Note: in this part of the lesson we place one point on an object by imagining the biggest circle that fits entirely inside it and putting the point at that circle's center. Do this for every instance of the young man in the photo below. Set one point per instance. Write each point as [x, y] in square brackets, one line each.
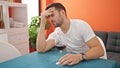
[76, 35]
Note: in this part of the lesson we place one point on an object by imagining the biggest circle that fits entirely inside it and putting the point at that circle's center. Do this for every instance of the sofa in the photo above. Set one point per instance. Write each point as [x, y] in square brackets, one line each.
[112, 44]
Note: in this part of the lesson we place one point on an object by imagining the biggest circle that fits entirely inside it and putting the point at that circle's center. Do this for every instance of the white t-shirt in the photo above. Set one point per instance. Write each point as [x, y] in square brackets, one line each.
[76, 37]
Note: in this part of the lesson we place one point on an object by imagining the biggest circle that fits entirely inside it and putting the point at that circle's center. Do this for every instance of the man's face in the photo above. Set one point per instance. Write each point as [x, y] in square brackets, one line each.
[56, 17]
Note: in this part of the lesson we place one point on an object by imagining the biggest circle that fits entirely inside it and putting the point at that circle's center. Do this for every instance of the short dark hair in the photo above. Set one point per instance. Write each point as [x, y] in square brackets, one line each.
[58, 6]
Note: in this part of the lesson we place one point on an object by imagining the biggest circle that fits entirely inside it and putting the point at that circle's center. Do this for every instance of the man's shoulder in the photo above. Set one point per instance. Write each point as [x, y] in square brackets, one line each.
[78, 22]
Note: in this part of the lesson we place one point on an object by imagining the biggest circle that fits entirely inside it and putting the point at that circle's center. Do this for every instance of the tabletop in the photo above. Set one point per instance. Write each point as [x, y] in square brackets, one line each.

---

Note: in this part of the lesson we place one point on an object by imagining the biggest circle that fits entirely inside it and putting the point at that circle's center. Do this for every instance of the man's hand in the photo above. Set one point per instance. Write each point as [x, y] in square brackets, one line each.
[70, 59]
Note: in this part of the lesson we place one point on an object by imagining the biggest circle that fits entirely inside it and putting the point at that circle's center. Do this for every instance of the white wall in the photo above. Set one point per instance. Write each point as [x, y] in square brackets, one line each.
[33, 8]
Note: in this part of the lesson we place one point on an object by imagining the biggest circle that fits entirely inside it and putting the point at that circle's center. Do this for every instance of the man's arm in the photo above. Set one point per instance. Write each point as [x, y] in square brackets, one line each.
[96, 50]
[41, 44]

### PROMPT
Would you retype exactly the lines above, from the line with "of the short" to the line with "of the tabletop", with both end lines kept and nothing more?

### SOLVED EXERCISE
Note: in this part of the lesson we place one point on an object by imagining the biggest circle that fits entirely inside it and putting the point at that circle's center. Do this for every instance of the short dark hair in the photo above. Set one point per instance. Write each point as [x, y] in square brackets, one line each.
[58, 6]
Note: in this part of the lesson we place one point on an object by imagining the biggest circle that fits entirely inside it and putting the point at that circle's center. Do this for every instance of the man's shoulder in the photo above. Set one point per instance. Write each point as [x, y] in square brackets, one line each.
[78, 22]
Note: in this part of the lesson we place one point on an object by imagining the biggest circle that fits entirely inside it and putting the point at that circle's center. Do this for every instance of the tabletop in the photo above. Set one point per instance. Write each point as [x, y] in square brackets, one line each.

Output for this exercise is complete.